- WHAT YOU NEED TO DO
1. Answer these from the text about the 1982 film Experience Preferred.... But Not Essential:
(a) In what year and in what kind of place is the film set?
(b) How much did Goldcrest Films invest in it?
(c) Who played Mavis?
2. Carry the article on the film Experience Preferred.... But Not Essential onward from its last line.

-- Begin SUPPLIED TEXT --

Experience Preferred.... But Not Essential is a 1982 British TV film directed by Peter Duffell as part of the First Love series. It is set in a Welsh hotel in 1962 where Annie, a student, arrives to spend the summer as a waitress.

Production
Like the other First Love films, Experience preferred.... was shot "in about twenty days for well under £0.5m" though the overall budget was £505,000. Goldcrest Films invested £480,000 in it and received £728,000 earning them a profit of £248,000.

Cast 
 Elizabeth Edmonds (actress) as Annie
 Sue Wallace as Mavis
 Geraldine Griffiths as Doreen
 Karen Meagher as Paula
 Maggie Wilkinson as Arlene
 Ron Bain as Mike
 Alun Lewis as Hywel
 Robert Blythe as Ivan
 Roy Heather as Wally
 Peter Doran as Dai
 Arwen Holm as Helen
 Sion Tudor Owen as Nin
 Robert Gwilym as Gareth
 Mostyn Evans as Now
 Paul Haley as Mr. Howard
 Margo Jenkins as Mrs. Howard
 Jerry Brooke as Gaiety M. C.

-- End SUPPLIED TEXT --
-- Begin RECORD EXTRACTS --

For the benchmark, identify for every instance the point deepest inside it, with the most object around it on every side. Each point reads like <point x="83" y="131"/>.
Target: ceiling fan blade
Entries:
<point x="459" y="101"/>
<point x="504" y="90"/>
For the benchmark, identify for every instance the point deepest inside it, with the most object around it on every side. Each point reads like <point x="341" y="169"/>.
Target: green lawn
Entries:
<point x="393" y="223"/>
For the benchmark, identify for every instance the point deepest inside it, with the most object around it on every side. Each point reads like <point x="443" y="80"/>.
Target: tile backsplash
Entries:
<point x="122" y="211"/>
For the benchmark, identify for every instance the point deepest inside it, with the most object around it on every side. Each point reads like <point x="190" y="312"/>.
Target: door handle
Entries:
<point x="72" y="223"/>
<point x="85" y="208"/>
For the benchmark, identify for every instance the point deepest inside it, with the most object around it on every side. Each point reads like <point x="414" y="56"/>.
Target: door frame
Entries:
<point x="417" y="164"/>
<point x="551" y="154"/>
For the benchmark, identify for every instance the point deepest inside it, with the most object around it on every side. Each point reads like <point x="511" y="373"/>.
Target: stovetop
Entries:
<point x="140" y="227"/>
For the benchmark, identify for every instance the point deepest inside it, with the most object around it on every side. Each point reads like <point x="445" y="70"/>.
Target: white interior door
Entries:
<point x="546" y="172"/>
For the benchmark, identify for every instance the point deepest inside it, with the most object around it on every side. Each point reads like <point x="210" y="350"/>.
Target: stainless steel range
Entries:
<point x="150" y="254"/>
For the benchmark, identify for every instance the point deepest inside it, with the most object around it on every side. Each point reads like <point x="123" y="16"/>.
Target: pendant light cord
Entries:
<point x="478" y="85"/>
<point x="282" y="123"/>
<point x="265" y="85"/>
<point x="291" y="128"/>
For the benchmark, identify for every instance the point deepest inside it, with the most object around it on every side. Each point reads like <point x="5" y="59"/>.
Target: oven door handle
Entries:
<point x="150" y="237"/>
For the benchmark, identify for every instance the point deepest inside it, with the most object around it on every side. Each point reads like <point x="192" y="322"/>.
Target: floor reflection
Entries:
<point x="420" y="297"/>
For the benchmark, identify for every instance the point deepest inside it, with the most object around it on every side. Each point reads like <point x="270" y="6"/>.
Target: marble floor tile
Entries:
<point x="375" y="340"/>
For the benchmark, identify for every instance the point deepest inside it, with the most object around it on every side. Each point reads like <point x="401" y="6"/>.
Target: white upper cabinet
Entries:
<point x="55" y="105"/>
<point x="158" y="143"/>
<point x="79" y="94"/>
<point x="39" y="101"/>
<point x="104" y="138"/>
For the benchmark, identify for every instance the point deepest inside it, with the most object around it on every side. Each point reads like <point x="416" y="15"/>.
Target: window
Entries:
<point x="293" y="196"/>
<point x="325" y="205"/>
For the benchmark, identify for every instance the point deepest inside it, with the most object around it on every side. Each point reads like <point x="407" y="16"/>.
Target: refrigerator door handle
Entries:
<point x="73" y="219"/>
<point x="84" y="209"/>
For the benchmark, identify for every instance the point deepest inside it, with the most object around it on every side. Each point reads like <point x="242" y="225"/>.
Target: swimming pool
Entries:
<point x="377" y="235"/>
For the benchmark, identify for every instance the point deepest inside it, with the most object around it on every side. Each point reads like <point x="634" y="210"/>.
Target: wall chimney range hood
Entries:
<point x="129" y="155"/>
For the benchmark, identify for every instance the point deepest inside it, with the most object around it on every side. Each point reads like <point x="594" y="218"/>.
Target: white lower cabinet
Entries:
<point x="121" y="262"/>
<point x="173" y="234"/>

-- End RECORD EXTRACTS --

- TASK RESPONSES
1.
(a) 1962, in a Welsh hotel.
(b) £480,000.
(c) Sue Wallace.

2.
Reception
Variety said “generally the picture looks a treat”. Screen International said that UA Classics had great success with Experience Preferred.... But Not Essential in contrast to P'Tang Yang Kipperbang. In 1984, Gavin Millar said in Sight & Sound that it "had them queueing round the block in New York". Looking back in 1987, David Rose (interviewed by Nicolas Kent) in Sight & Sound described it as “one of Channel 4’s first big successes in America”.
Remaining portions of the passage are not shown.